## INSTRUCTIONS
(1) Reproduce the stretch of the Fjord horse forum thread from "Buddy and Bjerin belonged" through "wouldn't be caught.".
(2) Answer these questions using the Fjord horse forum thread:
(a) What did Horsesdontlie say the only good Fjord picture they still had showed?
(b) In SlideStop's photo, what is the Fjord doing?
(c) Why did GallopingGuitarist's friend give Bucky to GallopingGuitarist?
(3) Write the next part of the Fjord horse forum thread, picking up after its final post.

## SELECTED TEXT

# Fjord Fascination



## Horsesdontlie (Mar 11, 2011)

Love all of them! You really captured them well. I would think it would be hard to catch their fluffyness. 

I used to ride a few Fjords and I think I have a few pictures I'll look through my folders for you.


----------



## kayleeloveslaneandlana (Apr 10, 2011)

OH MY WORD. That riding picture is AMAZING.


----------



## lilruffian (Jun 28, 2010)

Thanks!


----------



## Horsesdontlie (Mar 11, 2011)

Ends up the only good one I have is a head shot of a grey dun. I think I may have lost the rest of the Fjord pictures I have. =/ I used to work with a few and my friend had this mare that I used to ride on occasion.


----------



## lilruffian (Jun 28, 2010)

Ooo, beautiful! Love the coloring


----------



## hemms (Apr 18, 2012)

Feel free to pilfer from my album names 'Mostus'. He's a FjordX but might hold enough appeal to inspire you. 

Drop dead gorgeous work, by the way. I'd be honored if you chose Maximus!
_Posted via Mobile Device_


----------



## LexusK (Jan 18, 2013)

I absolutely love Fjords, and you are one talented artist! Your artwork is amazing!!


----------



## HorseCrazyTeen (Jul 29, 2012)

Oh my gosh... amazing artwork. How I wish I owned a Fjord now - so you could draw it. LOL


----------



## SlideStop (Dec 28, 2011)

If you go onto my deviant art account I have a photo of a fjord stealing a coke can! It's not wonderful it was just a quick shot because it was funny, but it could give you an idea! 

Hheim02.deviantart.com
_Posted via Mobile Device_


----------



## Poseidon (Oct 1, 2010)

You could do Kaja's midget self!


----------



## lilruffian (Jun 28, 2010)

Aww, she's so sweet!!


----------



## Poseidon (Oct 1, 2010)

Only if you have treats and then she's your new best friend. :lol:
_Posted via Mobile Device_


----------



## hemms (Apr 18, 2012)

Pfft... Fjord! So typical. ;o)
_Posted via Mobile Device_


----------



## lilruffian (Jun 28, 2010)

Haha, yup! The way to a Fjord's heart is definitely through their stomach!


----------



## lilruffian (Jun 28, 2010)

Here's a new sketch i was working on. Didnt turn out exactly as i hoped but i can still do something different with the photo


----------



## hemms (Apr 18, 2012)

Very nice!
_Posted via Mobile Device_


----------



## GallopingGuitarist (Jan 8, 2013)

Here's some

Bucky a gelding I owned









Bucky









Bucky









Buddy (Bucky's old teammate) and Bjerin (sp?)









Buddy and Bjerin









Buddy and Bjerin belonged to a very dear friend who passed away a couple of weeks ago, while in India on missions (helping the kids). He loved his horses! He gave Bucky to me because Bucky wouldn't be caught.


----------



## GallopingGuitarist (Jan 8, 2013)

Here's two more of Bucky










Both were taken in the fall time










Use what you like, it you like.... All pictures were taken by me or my sister.

## RECORDED INFORMATION
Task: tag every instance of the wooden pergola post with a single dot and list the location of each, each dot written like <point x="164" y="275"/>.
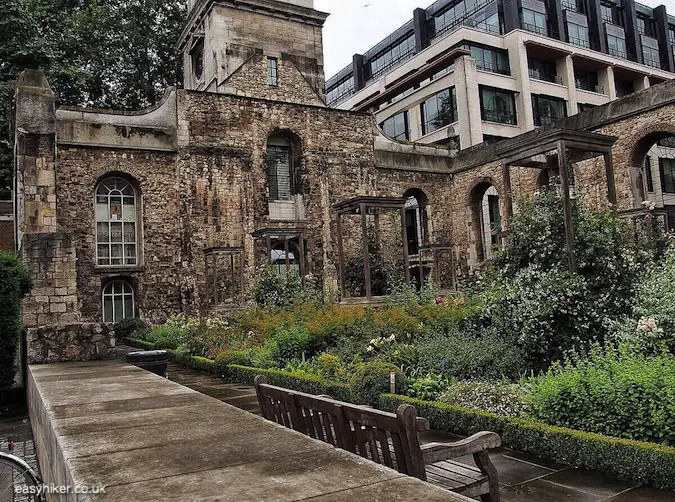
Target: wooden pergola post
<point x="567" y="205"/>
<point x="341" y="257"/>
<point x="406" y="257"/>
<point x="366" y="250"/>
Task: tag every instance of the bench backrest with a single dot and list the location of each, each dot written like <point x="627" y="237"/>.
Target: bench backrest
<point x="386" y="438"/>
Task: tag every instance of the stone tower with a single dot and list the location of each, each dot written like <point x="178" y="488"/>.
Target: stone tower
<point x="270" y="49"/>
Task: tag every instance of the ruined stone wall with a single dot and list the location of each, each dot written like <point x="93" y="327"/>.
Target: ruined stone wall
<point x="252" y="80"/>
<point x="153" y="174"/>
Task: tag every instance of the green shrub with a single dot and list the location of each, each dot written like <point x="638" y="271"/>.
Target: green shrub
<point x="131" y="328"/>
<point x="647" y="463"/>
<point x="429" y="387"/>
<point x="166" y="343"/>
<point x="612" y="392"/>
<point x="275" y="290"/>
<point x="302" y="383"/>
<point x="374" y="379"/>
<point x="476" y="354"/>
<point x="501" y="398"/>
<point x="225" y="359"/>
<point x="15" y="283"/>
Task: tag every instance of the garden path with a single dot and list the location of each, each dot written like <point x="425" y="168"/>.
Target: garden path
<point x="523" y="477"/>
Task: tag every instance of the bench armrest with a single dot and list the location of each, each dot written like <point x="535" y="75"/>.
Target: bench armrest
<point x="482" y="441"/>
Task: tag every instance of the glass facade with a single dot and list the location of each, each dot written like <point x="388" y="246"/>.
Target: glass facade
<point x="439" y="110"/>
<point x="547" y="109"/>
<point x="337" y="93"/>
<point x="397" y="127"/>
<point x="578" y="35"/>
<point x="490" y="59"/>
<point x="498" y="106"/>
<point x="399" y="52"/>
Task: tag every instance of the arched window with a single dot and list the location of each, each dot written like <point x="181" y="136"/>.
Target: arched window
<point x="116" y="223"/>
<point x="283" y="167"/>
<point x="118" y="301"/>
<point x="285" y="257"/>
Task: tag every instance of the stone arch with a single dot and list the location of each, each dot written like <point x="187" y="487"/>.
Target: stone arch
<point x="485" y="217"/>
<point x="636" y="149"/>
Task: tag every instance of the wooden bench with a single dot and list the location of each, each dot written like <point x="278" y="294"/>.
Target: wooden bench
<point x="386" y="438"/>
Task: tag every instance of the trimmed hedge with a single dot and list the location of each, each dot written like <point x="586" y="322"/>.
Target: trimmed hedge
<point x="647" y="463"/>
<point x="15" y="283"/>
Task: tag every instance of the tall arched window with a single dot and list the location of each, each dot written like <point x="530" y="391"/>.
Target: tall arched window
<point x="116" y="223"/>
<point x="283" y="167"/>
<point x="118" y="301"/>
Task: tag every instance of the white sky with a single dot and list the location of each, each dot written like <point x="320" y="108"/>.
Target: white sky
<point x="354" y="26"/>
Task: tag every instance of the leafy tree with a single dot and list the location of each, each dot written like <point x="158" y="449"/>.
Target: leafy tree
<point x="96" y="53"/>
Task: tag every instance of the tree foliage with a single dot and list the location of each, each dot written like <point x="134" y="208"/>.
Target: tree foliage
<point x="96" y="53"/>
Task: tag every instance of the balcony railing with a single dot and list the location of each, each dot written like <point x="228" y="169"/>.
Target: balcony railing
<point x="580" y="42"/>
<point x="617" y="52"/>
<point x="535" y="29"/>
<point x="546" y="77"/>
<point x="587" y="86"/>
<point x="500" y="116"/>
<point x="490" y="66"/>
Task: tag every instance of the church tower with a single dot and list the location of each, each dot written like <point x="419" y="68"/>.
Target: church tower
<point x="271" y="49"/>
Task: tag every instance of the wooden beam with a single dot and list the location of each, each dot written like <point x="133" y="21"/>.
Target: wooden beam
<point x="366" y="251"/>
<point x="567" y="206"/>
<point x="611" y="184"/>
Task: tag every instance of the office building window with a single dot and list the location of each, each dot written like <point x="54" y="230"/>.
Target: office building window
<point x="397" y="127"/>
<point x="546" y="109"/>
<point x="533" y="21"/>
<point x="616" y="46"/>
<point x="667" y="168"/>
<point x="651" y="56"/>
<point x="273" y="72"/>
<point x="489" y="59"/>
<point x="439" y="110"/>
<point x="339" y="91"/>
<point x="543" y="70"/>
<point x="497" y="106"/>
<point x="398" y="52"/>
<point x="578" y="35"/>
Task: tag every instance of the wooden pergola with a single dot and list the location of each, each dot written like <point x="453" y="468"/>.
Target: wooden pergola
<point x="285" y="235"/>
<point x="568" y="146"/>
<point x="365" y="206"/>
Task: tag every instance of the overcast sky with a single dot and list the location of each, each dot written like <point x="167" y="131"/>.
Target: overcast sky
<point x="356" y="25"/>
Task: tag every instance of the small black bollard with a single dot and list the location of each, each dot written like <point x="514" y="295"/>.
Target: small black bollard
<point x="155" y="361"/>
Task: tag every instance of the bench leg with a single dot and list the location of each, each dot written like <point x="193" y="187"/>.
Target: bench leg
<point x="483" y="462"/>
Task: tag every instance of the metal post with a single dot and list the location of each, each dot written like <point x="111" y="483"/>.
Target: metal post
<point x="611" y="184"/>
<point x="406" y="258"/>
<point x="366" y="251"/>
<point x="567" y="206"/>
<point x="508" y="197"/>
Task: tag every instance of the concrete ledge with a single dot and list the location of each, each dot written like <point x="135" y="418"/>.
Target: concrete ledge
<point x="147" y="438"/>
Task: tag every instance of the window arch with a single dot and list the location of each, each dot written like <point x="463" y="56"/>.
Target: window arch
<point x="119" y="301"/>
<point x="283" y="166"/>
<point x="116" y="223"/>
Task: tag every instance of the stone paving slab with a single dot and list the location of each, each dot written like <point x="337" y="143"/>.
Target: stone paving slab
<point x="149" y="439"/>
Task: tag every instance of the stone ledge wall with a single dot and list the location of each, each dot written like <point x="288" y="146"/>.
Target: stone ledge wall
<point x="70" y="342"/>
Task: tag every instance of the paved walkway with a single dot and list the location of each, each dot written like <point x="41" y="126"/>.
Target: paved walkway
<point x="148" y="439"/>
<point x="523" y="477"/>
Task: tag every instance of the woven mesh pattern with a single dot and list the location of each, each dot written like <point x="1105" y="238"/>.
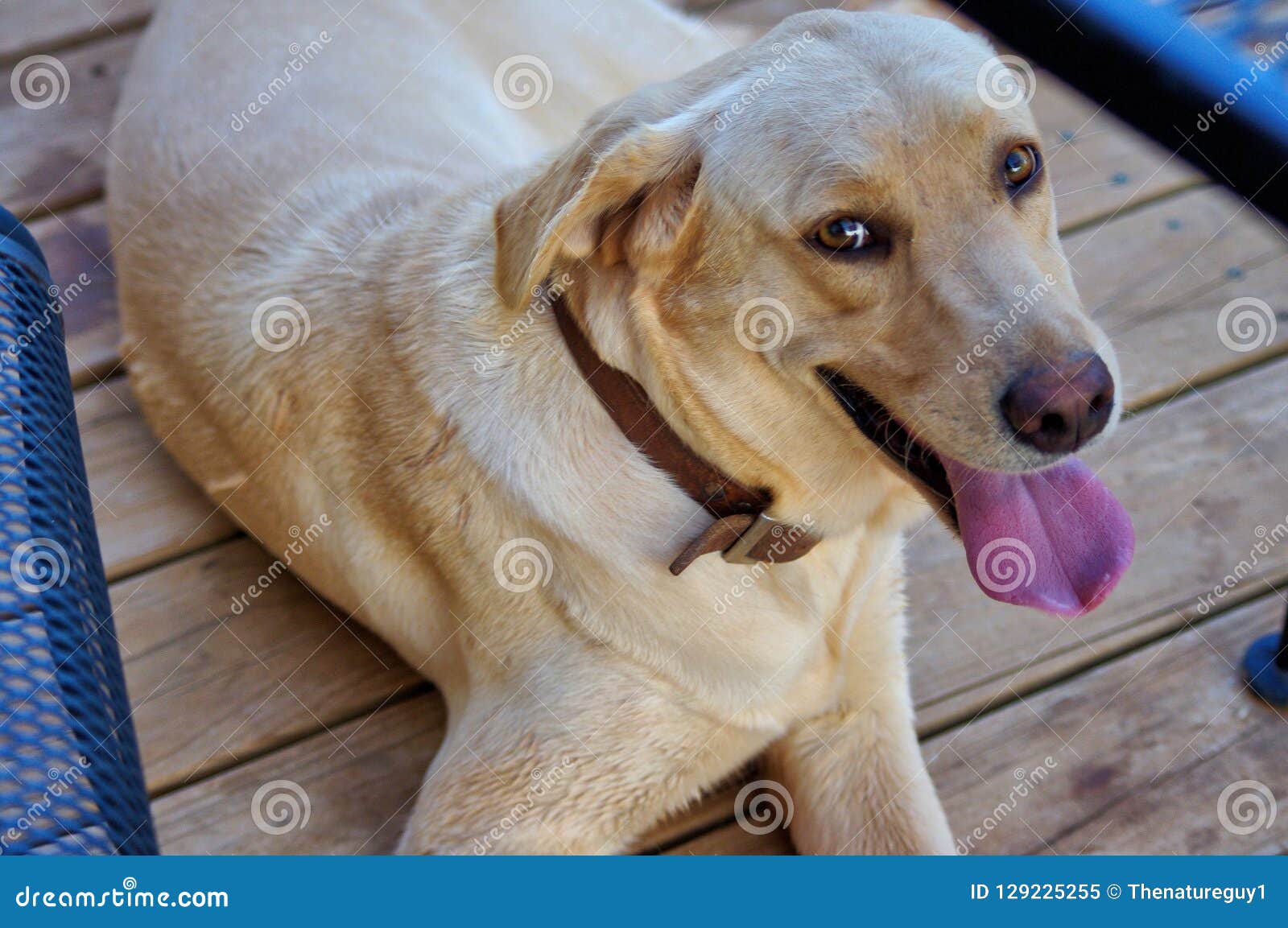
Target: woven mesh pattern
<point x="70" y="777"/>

## ANSWERS TO THE PROBLEMS
(1)
Buddy and Bjerin belonged to a very dear friend who passed away a couple of weeks ago, while in India on missions (helping the kids). He loved his horses! He gave Bucky to me because Bucky wouldn't be caught.

(2)
(a) A head shot of a grey dun.
(b) Stealing a coke can.
(c) Because Bucky wouldn't be caught.

(3)
----------



## lilruffian (Jun 28, 2010)

Yay!!
Here's a first one. The picture did turn out a little bright but i will try to get some better ones when the sun comes back up:lol:


----------



## lilruffian (Jun 28, 2010)

As promised, here is a better picture :wink:


----------



## Horsesdontlie (Mar 11, 2011)

Thats fantastic! You did a great job, that mare was cute. Loved her rare coloring.


----------



## lilruffian (Jun 28, 2010)

Another one! (Sorry for the watermark)
Really liked this photo, though i tweeked with it just a tad lol


----------



## GallopingGuitarist (Jan 8, 2013)

That's gorgeous! You did a wonderful job!
_Posted via Mobile Device_


----------



## Flintlock (Sep 8, 2008)

Great looking work!


----------



## csimkunas6 (Apr 18, 2010)

Gorgeous!!! Love the detail in them all!!


----------



## lilruffian (Jun 28, 2010)

Here's a quick watercolor!


----------



## Poseidon (Oct 1, 2010)

Oh my gosh! That is so fantastic! I love it!
_Posted via Mobile Device_


----------



## rileydog6 (Mar 2, 2011)

i have a couple good pics of my guy that you could use
































I have so many i could just keep going on and on


----------



## lilruffian (Jun 28, 2010)

*rileydog6,* you wouldn't happen to have a full body shot to match that first one, would you?


----------



## rileydog6 (Mar 2, 2011)

it was during a photoshoot,so i dont have that exact picture with his body but i have several close ones,but im in them.i have a lot here,but its a ton to sort through hahaha
Ciara and Toril - Vol. 1 - erouse's Photos

Ciara and Toril - Vol. 2 - erouse's Photos near the end there are a lot of pics of him by himself running around like a crazy man

i put a few more on torils page too


----------



## rileydog6 (Mar 2, 2011)

if you remove me either of these would look nice


----------



## Saddlebag (Jan 17, 2011)

What is your medium-pastels? What size and how much do you charge? He's not a Fjord but a horse that was dearly loved.


----------



## lilruffian (Jun 28, 2010)

Saddlebag said:


> What is your medium-pastels? What size and how much do you charge? He's not a Fjord but a horse that was dearly loved.


I work with soft pastels and acrylic paint.
Soft pastel drawings are all done on 9x12'' paper for $40, with shipping:wink:
Prices for acrylic paintings range according to size.


----------



## rileydog6 (Mar 2, 2011)

Lilruffian, were you able to find a good body shot?I know there were a lot of pics to go tthrough
_Posted via Mobile Device_


----------



## lilruffian (Jun 28, 2010)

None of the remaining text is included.